◆ Work to be completed ◆
Retype exactly the lines from the one holding "Task: tag one point per instance of the entry" through the final line of the data, both included.

◆ Records for processing ◆
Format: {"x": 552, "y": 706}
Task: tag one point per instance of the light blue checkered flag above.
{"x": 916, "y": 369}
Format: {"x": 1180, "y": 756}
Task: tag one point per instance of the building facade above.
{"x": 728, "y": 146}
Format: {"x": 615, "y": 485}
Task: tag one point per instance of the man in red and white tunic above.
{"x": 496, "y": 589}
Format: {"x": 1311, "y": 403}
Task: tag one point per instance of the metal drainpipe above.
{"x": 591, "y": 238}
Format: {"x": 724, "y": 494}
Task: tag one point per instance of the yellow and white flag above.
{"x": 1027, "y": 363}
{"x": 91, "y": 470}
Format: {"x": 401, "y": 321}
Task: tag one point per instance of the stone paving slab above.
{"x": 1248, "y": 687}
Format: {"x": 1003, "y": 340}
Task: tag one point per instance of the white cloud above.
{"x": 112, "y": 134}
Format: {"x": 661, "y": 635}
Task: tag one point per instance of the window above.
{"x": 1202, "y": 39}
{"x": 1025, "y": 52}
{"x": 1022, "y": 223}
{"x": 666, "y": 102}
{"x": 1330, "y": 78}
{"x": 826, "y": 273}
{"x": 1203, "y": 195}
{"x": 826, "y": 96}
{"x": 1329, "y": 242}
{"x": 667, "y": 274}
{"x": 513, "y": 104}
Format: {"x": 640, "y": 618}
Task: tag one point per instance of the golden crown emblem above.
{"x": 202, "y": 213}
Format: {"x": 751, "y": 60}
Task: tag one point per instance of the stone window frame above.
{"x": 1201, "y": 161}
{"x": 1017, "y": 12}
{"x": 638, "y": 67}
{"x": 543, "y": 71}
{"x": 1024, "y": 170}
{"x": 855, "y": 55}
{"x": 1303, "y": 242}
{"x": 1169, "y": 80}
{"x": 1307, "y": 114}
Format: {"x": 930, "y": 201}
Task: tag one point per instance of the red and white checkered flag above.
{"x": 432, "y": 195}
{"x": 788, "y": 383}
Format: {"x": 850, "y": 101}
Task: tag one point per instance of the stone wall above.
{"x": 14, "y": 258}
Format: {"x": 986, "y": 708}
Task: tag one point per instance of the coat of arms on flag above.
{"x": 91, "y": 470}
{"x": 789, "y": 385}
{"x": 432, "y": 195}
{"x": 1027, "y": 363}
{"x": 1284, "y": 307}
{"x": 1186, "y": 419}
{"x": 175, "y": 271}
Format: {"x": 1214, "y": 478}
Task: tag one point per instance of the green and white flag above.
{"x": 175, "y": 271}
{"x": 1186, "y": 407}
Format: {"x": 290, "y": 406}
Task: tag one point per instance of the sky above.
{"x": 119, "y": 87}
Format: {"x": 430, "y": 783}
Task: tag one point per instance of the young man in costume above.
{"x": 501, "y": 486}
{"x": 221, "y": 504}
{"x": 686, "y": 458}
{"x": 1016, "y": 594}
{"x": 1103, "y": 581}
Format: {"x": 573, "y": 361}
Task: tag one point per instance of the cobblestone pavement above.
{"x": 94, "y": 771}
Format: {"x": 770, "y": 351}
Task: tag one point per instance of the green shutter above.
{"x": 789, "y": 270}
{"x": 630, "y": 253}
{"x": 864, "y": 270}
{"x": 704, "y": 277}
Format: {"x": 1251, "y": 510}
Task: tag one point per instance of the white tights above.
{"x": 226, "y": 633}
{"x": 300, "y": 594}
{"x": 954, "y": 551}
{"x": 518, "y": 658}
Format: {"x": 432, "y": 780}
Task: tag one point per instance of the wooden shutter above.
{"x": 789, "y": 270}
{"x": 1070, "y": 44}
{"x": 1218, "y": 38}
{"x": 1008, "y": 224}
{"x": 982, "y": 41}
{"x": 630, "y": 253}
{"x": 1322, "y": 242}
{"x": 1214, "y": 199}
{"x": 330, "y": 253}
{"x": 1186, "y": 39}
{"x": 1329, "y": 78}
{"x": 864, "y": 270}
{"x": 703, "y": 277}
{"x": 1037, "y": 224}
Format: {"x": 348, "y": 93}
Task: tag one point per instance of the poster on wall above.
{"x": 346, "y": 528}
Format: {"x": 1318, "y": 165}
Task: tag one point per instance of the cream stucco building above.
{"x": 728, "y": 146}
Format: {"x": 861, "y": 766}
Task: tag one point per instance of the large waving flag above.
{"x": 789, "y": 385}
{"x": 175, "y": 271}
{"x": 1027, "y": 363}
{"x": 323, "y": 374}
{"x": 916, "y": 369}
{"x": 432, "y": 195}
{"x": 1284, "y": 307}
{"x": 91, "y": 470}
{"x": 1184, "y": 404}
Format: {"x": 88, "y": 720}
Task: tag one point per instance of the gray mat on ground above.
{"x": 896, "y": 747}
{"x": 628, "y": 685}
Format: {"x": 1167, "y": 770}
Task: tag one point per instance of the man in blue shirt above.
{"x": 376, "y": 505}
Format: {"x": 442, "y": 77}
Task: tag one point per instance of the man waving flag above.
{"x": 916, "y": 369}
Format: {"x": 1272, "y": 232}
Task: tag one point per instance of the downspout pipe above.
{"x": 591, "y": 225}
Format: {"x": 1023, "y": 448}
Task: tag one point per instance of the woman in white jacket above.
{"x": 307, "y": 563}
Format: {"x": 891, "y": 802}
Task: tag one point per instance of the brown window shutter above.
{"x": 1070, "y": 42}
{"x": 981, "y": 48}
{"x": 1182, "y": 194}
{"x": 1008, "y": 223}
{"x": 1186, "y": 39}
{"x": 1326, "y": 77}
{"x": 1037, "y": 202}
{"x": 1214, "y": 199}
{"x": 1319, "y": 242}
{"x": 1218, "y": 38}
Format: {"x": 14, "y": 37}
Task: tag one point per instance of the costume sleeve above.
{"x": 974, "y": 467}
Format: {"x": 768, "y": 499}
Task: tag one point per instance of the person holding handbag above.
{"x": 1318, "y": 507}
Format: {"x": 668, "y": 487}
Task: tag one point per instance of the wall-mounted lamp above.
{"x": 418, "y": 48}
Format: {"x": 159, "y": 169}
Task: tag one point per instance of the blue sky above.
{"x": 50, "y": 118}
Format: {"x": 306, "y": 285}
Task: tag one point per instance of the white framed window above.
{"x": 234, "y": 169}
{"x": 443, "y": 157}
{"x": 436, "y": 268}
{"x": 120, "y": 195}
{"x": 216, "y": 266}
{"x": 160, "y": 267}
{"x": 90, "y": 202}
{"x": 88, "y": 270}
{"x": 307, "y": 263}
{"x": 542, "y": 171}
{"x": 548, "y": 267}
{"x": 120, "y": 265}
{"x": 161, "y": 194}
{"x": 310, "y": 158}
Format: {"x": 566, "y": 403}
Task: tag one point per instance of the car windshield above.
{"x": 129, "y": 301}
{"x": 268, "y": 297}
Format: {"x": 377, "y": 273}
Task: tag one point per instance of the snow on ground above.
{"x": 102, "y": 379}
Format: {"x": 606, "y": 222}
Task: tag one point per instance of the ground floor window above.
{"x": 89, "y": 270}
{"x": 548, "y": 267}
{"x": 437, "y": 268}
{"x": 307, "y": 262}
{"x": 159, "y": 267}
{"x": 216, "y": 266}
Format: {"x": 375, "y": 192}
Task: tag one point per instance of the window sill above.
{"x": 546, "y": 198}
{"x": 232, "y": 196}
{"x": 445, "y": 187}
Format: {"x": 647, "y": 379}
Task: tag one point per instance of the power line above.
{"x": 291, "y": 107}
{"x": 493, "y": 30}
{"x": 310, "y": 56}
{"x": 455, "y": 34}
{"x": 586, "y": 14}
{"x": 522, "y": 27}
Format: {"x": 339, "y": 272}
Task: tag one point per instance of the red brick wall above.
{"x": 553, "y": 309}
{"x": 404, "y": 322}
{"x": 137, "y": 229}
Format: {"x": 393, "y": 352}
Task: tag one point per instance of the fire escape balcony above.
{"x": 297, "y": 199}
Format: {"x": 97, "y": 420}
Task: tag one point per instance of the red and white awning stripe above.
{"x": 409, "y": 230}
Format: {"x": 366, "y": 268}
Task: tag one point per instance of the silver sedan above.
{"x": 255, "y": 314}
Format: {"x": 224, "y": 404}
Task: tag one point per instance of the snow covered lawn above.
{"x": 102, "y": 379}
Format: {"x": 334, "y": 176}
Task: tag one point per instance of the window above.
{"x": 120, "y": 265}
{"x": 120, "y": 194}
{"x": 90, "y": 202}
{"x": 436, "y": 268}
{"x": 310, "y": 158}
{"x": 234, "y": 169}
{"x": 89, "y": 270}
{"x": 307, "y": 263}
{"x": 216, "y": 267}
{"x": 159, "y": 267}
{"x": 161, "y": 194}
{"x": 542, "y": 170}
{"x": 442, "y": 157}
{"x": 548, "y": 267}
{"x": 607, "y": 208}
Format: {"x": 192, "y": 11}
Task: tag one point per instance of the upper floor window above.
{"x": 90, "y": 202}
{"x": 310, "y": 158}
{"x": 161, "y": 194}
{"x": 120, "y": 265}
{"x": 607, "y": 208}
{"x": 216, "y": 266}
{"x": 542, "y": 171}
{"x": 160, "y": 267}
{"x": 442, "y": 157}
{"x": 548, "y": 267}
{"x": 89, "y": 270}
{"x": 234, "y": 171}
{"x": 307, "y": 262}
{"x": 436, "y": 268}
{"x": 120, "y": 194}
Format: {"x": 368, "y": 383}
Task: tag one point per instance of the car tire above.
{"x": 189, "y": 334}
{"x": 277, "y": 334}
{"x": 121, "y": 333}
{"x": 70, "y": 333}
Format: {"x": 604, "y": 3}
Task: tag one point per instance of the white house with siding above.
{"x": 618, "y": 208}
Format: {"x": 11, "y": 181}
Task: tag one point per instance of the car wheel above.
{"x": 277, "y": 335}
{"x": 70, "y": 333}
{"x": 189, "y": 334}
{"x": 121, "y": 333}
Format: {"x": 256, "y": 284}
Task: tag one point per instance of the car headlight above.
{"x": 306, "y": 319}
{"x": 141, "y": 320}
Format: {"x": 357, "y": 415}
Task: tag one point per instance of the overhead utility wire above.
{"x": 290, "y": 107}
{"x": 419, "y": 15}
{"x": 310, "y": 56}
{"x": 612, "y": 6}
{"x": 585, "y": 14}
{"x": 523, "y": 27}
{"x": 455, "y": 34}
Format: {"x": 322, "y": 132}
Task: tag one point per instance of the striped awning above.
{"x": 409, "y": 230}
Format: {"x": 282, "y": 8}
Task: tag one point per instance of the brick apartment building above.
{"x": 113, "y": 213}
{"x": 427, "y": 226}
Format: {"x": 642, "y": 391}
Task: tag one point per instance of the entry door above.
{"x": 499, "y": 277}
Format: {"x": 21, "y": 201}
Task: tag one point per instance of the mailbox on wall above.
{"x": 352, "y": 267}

◆ Result of this task ◆
Task: tag one point per instance of the entry door above.
{"x": 499, "y": 277}
Format: {"x": 21, "y": 201}
Task: tag one point per instance of the mailbox on wall above.
{"x": 352, "y": 267}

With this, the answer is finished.